Task requirements. Here is the task for the records below: repeat exactly the lines from the one with "Locate each instance of the green background" to the one with "Locate each instance of the flower petal", both included, and nothing else.

Point localization data
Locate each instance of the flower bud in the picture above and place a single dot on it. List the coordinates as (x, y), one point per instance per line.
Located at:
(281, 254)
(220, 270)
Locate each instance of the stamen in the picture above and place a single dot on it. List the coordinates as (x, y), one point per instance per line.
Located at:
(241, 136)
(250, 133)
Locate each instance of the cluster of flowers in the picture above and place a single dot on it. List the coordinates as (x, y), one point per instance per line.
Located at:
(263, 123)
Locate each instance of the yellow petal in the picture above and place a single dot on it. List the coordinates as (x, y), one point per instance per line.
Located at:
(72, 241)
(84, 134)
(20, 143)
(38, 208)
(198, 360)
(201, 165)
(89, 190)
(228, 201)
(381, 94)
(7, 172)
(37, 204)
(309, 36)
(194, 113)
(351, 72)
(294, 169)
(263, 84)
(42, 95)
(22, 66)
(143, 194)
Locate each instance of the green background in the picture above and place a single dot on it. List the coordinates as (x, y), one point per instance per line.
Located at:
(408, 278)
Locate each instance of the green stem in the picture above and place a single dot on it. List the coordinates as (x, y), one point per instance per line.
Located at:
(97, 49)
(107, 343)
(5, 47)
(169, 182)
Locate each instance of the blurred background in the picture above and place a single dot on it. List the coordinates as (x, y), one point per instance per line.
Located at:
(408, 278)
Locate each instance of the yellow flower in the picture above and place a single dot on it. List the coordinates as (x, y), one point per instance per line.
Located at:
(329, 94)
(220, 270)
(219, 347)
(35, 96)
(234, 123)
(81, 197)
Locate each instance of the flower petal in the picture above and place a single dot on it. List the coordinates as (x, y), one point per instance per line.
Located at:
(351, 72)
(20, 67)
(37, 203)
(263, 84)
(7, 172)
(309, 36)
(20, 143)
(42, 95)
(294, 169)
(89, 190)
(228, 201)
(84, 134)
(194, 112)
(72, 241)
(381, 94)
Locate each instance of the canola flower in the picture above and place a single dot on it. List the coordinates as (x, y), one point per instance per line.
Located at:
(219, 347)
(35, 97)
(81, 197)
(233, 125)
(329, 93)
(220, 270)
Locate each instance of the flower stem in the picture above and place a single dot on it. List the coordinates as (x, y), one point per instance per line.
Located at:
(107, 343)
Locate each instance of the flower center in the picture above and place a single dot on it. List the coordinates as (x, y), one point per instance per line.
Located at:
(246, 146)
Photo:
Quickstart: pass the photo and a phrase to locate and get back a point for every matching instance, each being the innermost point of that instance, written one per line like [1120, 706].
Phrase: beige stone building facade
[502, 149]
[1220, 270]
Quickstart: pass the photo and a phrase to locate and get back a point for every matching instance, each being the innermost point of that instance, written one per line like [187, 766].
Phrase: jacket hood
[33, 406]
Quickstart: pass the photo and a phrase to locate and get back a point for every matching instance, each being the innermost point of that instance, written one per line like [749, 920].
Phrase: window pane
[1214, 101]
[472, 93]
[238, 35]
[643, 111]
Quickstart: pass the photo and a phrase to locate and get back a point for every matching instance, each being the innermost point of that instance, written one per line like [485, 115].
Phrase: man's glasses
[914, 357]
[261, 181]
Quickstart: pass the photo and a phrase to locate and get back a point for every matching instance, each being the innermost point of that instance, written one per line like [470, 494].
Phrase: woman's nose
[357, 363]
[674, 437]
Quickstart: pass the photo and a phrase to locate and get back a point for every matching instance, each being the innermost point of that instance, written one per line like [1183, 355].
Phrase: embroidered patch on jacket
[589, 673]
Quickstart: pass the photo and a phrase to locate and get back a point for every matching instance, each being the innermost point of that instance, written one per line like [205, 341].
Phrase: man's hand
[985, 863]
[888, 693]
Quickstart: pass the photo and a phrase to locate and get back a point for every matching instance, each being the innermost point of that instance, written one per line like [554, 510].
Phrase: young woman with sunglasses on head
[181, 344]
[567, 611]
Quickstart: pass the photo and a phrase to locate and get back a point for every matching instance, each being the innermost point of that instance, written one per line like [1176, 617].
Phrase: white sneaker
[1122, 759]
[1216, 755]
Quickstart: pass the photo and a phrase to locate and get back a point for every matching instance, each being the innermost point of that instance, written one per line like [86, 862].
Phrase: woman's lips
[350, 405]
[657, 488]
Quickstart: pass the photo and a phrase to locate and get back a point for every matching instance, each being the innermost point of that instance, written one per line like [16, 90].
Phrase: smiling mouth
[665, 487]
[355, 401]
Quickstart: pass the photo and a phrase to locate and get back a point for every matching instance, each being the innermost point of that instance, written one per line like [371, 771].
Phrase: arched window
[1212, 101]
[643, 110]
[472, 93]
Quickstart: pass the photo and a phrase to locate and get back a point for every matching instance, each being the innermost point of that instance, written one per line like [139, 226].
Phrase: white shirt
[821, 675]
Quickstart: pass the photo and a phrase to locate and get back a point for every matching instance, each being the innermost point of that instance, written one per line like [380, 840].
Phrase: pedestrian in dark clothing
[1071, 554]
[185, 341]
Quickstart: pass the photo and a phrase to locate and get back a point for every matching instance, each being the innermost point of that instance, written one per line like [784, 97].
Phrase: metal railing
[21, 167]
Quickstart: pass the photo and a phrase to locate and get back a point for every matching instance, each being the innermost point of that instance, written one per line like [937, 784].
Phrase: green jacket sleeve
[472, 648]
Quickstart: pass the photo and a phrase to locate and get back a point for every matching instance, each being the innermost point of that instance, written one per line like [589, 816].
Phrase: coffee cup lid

Written answer.
Locate each instance of the green background in the picture above and place a single dot on it. List the coordinates as (x, y), one point per instance per line.
Located at:
(408, 278)
Locate each instance of the green stem in the picture above and place a single dot on it. List the coordinates as (x, y), one point per instance per line.
Located at:
(97, 49)
(107, 343)
(5, 47)
(169, 182)
Locate each instance of the blurred background in the picture above and place a single dot on it. List the coordinates as (x, y), one point per instance per line.
Located at:
(408, 278)
Locate each instance of the yellow flower in the picture above and place a single dot on it. List the coordinates as (x, y), one point per instance per line.
Located at:
(329, 94)
(220, 270)
(219, 347)
(35, 96)
(234, 123)
(81, 197)
Locate each instance of the flower petal in the picture above and place a single dot on it. List the coordinates as (x, y), one point per instance per line.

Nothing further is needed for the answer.